SHORT TASK A
Reproduce the passage about shakriya soup between "Shakriya – a" and "14 years ago.", inclusive.
##########
Shakriya – a Syrian soup with yogurt, lamb, chickpeas and pine nuts, as well as a mouthwatering infusion of spices and herbs – is the kind of dish of our dreams we never imagined could exist until we accidentally ordered it one day in a restaurant in Aleppo more than 14 years ago.
It came in a bowl, surprisingly warm (we’d never come across warm yogurt soup before), and bursting with enough flavors and textures to set our taste buds into a frenzy. It’s not often that you come across a dish that’s a real paradigm-shifter in terms of your culinary landscape, but shakriya really did that for us – and we’ve never forgotten it!
Shakriya (also written shakriyeh) can be made from chicken or lamb, and its name comes from the Arabic word ‘shukr’, which means to thank. Given the relative luxury of the ingredients – plenty of meat and the richness of the yogurt – we can see how cooking up a pot of this stew would be an awesome way of paying homage to the good people in your life.
MELTING IN SYRIA’S COOKPOT
Over the past few millennia, Syria has been conquered by pretty much every empire to rule in its region, from the Persians, the Greeks, the Romans, the Muslim Arabs, the Mongols, the Ottomans, and eventually even the French. As such, it has had a colorful history of influences that have held sway over the country’s culinary traditions.
Levantine food has to be one of our favorites due to the diversity of what’s on offer. You’ll get meat, fish, vegetables, breads, dairy and sweets in such stunning varieties and with plenty of really creative crossover that is the legacy of a region that’s home to so many micro-populations.
YAYLA ÇORBASI, CUCUMBER SOUP, SHAKRIYA
The concept of yogurt soup, for example, is well embedded in Syria’s northern neighbor, Turkey, especially in the country’s more mountainous regions, where dairy farming reigns strong and feeds into dishes like yayla çorbası, where the yogurt is cooked with mint and tarragon. To the west, the Greeks also have a traditional yogurt soup, a cold one for the warmer climes, made with garlic and cucumber.
##########
SHORT TASK B
Give only the number of lines in the rows below that contain the string "cutout", counting case-sensitive matches only.

MATERIAL FOR THIS TASK
##########
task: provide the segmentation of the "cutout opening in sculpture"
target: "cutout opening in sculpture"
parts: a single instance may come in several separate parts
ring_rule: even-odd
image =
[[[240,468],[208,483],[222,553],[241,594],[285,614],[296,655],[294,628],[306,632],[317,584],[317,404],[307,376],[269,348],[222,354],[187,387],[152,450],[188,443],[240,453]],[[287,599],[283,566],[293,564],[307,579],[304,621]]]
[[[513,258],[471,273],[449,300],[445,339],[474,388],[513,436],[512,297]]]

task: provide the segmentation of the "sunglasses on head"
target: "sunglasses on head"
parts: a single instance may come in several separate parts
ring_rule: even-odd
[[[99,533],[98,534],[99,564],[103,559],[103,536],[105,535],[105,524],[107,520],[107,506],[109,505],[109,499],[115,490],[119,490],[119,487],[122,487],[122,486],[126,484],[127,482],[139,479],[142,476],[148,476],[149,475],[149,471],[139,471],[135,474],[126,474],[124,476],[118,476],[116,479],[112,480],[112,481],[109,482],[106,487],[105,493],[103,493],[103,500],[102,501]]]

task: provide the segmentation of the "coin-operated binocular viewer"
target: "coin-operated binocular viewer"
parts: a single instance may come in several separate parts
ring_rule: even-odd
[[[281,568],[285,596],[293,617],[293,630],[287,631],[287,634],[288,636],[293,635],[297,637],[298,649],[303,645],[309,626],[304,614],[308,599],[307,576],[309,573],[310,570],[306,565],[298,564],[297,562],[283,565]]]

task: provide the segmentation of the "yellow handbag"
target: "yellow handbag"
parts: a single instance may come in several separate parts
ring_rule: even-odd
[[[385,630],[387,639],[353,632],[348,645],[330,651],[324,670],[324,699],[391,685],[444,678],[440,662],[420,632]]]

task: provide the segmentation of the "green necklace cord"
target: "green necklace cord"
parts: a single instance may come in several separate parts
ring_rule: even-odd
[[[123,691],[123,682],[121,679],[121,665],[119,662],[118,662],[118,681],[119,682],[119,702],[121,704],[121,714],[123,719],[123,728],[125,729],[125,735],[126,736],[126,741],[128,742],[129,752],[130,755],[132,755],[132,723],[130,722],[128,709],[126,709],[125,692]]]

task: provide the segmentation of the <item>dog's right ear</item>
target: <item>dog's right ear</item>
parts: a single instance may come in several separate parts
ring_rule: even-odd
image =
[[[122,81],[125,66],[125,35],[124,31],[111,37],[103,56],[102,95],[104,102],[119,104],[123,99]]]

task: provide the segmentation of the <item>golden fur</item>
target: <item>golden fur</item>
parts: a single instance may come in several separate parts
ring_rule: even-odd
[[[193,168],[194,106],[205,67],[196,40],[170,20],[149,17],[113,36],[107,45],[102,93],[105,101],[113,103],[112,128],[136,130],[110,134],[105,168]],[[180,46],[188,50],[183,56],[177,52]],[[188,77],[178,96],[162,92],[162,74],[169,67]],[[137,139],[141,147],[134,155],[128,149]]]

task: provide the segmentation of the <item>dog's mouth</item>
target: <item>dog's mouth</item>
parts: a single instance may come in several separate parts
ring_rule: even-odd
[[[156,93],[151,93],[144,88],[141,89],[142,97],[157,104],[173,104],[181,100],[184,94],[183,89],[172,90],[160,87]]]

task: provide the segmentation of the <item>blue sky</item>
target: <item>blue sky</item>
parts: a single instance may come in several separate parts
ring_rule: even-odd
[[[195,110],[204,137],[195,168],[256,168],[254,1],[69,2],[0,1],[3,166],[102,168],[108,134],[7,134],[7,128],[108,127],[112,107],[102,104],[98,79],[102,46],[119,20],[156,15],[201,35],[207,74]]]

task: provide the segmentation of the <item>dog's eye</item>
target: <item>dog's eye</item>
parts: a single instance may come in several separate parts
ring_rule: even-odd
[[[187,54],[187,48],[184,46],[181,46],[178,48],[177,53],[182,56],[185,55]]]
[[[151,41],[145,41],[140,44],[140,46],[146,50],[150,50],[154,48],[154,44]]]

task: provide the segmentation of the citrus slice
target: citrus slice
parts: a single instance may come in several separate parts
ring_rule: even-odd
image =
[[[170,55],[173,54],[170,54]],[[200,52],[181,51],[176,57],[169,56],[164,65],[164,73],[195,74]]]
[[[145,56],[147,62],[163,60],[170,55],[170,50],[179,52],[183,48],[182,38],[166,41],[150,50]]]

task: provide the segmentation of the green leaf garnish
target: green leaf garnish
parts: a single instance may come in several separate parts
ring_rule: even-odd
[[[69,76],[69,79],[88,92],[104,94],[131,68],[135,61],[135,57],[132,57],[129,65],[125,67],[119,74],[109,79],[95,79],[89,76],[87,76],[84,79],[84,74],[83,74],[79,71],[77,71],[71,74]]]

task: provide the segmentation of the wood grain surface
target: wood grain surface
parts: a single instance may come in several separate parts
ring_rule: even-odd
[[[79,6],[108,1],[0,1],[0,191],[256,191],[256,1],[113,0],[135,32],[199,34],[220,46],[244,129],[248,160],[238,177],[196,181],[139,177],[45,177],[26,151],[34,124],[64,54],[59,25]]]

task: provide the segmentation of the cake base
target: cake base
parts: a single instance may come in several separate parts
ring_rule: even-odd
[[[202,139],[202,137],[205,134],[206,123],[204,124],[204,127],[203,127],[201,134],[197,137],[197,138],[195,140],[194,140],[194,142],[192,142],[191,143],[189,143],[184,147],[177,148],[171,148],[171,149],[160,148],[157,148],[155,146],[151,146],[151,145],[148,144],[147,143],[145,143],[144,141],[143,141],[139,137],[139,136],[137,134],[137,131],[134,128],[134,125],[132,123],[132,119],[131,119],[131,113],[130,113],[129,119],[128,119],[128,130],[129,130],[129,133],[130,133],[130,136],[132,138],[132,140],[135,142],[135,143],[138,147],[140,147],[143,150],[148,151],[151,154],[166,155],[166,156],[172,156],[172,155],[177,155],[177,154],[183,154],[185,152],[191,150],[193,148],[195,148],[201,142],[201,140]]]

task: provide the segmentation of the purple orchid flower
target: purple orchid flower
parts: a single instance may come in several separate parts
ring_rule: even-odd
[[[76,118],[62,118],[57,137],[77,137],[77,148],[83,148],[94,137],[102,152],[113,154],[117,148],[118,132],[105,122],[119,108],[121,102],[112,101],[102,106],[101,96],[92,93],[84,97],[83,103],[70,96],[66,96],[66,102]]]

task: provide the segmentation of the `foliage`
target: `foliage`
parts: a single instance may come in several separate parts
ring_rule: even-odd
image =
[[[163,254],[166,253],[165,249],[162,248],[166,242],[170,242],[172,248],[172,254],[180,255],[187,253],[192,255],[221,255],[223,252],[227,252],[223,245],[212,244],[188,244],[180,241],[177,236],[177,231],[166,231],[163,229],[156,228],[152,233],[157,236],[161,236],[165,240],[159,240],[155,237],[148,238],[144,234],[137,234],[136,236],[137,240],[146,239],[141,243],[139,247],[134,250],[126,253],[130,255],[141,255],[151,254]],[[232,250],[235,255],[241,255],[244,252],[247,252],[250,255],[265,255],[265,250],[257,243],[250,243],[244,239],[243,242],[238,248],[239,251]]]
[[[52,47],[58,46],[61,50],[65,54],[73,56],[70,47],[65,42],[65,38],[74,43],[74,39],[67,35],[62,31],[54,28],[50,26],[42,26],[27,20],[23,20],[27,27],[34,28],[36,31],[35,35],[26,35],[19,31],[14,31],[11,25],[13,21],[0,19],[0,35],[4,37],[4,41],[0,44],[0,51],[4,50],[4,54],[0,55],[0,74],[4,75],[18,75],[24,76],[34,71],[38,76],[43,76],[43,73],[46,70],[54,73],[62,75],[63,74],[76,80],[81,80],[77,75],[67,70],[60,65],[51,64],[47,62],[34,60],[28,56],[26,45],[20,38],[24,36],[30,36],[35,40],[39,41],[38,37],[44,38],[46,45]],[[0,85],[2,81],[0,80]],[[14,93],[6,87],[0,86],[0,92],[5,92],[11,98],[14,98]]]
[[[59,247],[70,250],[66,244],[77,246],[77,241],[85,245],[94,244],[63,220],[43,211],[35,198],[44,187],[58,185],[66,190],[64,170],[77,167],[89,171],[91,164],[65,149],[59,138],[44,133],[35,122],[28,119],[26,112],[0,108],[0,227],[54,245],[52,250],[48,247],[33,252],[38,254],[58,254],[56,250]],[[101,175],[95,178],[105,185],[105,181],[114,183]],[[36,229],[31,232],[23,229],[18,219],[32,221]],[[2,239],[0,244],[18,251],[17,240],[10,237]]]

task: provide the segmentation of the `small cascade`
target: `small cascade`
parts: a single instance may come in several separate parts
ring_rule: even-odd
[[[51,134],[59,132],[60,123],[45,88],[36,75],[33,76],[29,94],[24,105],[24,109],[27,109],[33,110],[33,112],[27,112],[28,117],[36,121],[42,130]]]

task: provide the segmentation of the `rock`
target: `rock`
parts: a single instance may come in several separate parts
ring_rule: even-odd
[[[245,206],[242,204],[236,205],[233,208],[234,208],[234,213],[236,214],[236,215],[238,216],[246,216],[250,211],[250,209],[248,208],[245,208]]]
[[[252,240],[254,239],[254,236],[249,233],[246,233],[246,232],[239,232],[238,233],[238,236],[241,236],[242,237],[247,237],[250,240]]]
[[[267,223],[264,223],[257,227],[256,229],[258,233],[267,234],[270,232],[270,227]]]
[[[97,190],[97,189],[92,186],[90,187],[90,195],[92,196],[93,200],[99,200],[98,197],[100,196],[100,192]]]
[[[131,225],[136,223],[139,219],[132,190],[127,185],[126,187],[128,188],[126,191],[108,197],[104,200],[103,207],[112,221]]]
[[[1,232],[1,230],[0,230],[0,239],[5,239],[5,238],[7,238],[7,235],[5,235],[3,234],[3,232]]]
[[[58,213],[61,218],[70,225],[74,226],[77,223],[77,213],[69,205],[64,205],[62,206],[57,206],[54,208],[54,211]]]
##########
RESPONSE A
Shakriya – a Syrian soup with yogurt, lamb, chickpeas and pine nuts, as well as a mouthwatering infusion of spices and herbs – is the kind of dish of our dreams we never imagined could exist until we accidentally ordered it one day in a restaurant in Aleppo more than 14 years ago.

RESPONSE B
2